[SOURCE TEXT]
BEGIN

At Fiorentina, Batistuta found his best form. He was the top scorer of the 1994–95 Serie A season with 26 goals, and he broke Ezio Pascutti's 32-year-old record by scoring in all of the first 11 matches of the season. In the 1995–96 season, Batistuta, alongside Rui Costa and Francesco Baiano, helped the club to go on a 15-match unbeaten run, as they eventually ended the season with a fourth-place league finish. Fiorentina also won the Coppa Italia and Supercoppa Italiana over AC Milan; in the two-legged Coppa Italia final against Atalanta, Batistuta scored a goal in each fixture as Fiorentina won 3–0 on aggregate. The next season was less successful, as Fiorentina finished in a disappointing ninth place in the league, although the team managed to reach the semi-finals of the 1996–97 UEFA Cup Winners' Cup, losing out to eventual champions Barcelona, despite scoring a goal in a 1–1 away draw in the first leg. Scoring over 20 league goals in each of the next three seasons – made all the more impressive given Serie A was the strongest league in the world and the hardest to score in with the best defences – as well as spectacular powerful strikes against Arsenal and Manchester United in the UEFA Champions League, Batistuta came third for FIFA World Player of the Year in 1999. Batistuta and Ronaldo were the two best strikers in Serie A, with their duels the most anticipated in Italy.

END

[EXCERPTED RECORDS]
BEGIN

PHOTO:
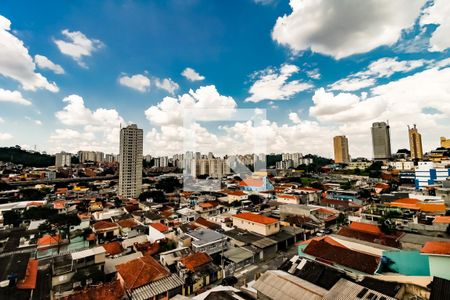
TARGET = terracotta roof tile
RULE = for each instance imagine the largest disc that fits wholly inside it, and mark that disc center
(256, 218)
(442, 219)
(141, 271)
(106, 291)
(251, 182)
(113, 248)
(365, 227)
(127, 223)
(326, 251)
(436, 247)
(192, 262)
(104, 225)
(160, 227)
(29, 282)
(48, 240)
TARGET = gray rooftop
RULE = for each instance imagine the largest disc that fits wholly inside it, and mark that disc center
(204, 236)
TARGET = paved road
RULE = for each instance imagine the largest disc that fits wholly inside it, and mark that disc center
(249, 273)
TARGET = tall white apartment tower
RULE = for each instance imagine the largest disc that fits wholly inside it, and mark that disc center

END

[REQUIREMENT A]
According to the passage about Batistuta at Fiorentina, how many goals did he score as the top scorer of the 1994–95 Serie A season?
[REQUIREMENT B]
Summarize the passage about Batistuta at Fiorentina in two sentences.
[REQUIREMENT C]
Carry the passage about Batistuta at Fiorentina forward from its final sentence.

[TASK RESULT A]
26 goals.

[TASK RESULT B]
At Fiorentina, Batistuta was Serie A's top scorer in 1994–95 with 26 goals and broke Ezio Pascutti's record by scoring in each of the season's first 11 matches, then helped the club win the Coppa Italia and Supercoppa Italiana in 1995–96. After a ninth-place finish and a Cup Winners' Cup semi-final loss to Barcelona in 1996–97, he scored over 20 league goals in each of the next three seasons and came third for FIFA World Player of the Year in 1999.

[TASK RESULT C]
After his failure to win the Italian championship with Fiorentina, Batistuta started considering a transfer to a bigger team. In an effort to keep Batistuta, Fiorentina hired Giovanni Trapattoni as coach and promised to do everything to win the Scudetto. After an excellent start to the season, Batistuta suffered an injury that kept him out of action for more than a month. Losing momentum, Fiorentina lost the lead and finished the season in third place, although the result enabled them to participate in the Champions League the following season.

In addition to the fans erecting a life-size bronze statue of him in Florence, Batistuta was inducted into the club's hall of fame in 2014. An emotional Batistuta told the audience at the ceremony: "From the moment I arrived at Fiorentina I wanted a place in the history of the club – and now I can say I have succeeded."

=== Roma ===

"I played the whole match with these conflicting thoughts in my head - I am sorry for Fiorentina. It was important, though, because I want to win for Roma so I was trying hard but I can not forget my past. Certainly I cannot say that I am happy to have scored against my former team-mates, but Roma wanted the win."
— —Batistuta on his conflicting emotions playing for Roma against Fiorentina in November 2000.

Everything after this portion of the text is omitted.